Exercise materials:

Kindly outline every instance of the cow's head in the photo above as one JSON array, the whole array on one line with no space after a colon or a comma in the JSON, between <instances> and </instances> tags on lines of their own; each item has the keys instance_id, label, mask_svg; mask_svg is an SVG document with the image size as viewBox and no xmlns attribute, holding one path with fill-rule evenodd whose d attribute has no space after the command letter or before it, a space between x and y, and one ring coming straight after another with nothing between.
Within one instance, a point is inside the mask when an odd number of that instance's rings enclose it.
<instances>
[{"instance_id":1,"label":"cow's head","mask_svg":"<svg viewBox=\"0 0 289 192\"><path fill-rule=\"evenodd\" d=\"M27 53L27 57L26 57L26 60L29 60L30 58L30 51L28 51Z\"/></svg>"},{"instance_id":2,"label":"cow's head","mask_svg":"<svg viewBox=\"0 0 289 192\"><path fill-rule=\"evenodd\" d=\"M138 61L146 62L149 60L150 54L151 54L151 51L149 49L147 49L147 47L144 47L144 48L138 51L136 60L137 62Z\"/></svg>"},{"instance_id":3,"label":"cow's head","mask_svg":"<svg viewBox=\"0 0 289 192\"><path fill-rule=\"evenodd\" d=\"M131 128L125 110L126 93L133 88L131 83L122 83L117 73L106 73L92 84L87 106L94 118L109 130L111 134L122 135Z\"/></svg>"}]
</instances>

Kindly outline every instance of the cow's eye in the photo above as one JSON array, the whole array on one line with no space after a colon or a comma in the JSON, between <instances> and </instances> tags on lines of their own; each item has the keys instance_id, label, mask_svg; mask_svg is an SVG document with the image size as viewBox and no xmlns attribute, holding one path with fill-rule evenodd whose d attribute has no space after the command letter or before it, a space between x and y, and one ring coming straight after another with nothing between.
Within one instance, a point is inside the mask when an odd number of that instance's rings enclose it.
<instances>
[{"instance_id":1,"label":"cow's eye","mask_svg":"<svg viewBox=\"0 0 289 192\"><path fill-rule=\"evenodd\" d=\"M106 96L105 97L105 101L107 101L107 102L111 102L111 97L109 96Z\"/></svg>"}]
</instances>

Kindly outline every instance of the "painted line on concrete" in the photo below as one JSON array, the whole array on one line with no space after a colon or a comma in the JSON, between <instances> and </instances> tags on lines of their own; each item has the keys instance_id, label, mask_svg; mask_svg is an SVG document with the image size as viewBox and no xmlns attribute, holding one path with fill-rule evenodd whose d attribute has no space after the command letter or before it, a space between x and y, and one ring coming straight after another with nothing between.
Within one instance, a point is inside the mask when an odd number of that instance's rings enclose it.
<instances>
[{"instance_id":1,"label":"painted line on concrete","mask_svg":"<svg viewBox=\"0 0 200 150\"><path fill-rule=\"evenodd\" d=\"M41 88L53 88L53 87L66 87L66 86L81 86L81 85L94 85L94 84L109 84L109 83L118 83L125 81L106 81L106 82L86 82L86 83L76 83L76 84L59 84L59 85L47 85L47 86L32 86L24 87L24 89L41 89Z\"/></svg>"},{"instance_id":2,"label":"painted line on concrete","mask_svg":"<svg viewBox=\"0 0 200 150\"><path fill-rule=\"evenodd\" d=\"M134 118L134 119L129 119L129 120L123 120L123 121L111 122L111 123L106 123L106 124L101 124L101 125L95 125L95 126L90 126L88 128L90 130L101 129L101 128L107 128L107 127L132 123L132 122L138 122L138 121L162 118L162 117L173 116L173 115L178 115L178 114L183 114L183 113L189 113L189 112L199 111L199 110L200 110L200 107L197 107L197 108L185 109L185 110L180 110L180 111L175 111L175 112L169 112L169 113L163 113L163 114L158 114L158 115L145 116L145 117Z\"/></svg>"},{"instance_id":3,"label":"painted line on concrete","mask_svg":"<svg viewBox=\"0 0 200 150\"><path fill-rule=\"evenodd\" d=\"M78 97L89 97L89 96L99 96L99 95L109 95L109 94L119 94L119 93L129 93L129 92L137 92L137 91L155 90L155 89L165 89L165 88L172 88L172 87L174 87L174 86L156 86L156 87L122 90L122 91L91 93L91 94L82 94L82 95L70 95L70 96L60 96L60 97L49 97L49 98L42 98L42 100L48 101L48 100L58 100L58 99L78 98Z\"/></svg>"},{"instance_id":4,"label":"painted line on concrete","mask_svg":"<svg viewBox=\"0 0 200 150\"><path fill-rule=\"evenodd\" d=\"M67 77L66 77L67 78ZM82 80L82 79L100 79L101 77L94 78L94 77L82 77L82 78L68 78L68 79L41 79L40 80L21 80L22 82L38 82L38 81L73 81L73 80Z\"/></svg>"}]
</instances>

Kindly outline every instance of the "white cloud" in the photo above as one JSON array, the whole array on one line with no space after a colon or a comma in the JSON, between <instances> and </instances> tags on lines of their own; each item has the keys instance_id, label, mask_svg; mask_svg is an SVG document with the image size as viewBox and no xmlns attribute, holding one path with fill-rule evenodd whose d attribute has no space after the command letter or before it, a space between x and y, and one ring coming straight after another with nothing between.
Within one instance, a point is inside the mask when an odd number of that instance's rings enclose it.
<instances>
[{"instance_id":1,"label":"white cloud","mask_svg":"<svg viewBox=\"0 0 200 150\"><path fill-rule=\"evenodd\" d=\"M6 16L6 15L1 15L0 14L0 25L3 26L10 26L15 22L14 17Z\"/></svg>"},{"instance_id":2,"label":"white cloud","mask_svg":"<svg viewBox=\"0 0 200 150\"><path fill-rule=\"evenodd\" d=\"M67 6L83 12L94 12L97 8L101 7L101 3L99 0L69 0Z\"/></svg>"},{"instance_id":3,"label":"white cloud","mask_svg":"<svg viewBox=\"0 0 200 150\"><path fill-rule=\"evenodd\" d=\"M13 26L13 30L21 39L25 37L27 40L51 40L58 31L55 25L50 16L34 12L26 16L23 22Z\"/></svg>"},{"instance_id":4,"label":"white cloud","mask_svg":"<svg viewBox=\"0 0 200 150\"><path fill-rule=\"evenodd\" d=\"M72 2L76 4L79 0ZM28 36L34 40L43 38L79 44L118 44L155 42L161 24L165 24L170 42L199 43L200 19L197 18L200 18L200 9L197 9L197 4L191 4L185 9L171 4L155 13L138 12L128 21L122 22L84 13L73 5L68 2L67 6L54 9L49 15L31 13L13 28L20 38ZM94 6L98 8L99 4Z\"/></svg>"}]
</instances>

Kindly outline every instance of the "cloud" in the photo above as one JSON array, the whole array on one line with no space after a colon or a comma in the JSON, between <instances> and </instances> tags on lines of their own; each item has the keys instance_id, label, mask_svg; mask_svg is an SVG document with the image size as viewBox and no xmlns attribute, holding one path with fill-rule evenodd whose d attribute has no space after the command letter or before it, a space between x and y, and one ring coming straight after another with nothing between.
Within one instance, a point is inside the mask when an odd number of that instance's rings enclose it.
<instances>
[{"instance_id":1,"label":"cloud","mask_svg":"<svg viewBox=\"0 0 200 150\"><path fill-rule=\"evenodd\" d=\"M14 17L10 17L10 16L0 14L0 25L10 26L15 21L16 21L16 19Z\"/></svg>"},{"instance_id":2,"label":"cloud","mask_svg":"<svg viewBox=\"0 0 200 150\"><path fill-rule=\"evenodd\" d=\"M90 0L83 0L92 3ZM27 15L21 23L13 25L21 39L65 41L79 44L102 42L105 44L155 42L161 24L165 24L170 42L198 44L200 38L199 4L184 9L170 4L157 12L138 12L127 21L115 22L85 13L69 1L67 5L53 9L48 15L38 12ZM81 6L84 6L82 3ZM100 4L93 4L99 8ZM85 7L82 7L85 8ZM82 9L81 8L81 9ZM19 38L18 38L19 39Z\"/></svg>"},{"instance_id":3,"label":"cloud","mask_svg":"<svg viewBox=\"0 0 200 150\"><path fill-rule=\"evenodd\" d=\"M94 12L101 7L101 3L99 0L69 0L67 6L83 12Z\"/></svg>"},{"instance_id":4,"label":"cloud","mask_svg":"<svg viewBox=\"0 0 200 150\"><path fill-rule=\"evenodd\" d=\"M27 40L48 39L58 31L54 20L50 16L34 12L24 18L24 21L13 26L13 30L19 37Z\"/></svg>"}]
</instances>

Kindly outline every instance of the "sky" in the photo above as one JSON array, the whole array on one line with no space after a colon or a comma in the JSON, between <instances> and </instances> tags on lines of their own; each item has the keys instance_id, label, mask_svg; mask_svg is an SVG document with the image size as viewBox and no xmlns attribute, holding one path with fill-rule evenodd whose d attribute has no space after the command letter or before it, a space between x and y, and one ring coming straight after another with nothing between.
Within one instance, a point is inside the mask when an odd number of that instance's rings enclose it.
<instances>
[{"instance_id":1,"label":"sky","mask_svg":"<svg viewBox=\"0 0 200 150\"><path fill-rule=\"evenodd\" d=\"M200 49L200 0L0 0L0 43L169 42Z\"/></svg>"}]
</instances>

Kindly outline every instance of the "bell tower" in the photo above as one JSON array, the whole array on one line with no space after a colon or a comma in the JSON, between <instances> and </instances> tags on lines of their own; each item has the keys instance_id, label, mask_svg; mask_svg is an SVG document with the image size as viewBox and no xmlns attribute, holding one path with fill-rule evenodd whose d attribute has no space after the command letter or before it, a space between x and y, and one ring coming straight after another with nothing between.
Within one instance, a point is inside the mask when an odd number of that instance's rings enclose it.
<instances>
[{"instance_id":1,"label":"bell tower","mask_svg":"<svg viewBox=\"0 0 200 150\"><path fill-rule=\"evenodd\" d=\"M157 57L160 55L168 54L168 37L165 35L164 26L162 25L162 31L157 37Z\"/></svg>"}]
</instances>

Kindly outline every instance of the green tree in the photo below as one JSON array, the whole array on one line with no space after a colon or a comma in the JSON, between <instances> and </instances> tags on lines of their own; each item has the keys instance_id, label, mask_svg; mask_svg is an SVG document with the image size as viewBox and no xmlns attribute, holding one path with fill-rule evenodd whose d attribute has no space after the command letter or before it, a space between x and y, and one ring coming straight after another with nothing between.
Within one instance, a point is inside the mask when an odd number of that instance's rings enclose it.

What this task involves: Quote, without any change, each line from the one that contains "Kindly outline every instance of the green" through the end of the material.

Exercise answer:
Kindly outline every instance of the green tree in the photo below as one JSON array, the whole array on one line with no space after a colon or a comma in the JSON, between <instances> and </instances> tags on lines of their own; each item has the keys instance_id, label, mask_svg; mask_svg is an SVG document with the image size as viewBox and no xmlns attribute, holding one path with fill-rule evenodd whose d attribute has no space after the command letter or before it, a space between x and y, and one ring coming straight after another with nothing between.
Within one instance, a point is inside the mask when an odd number of that instance's rings enclose it.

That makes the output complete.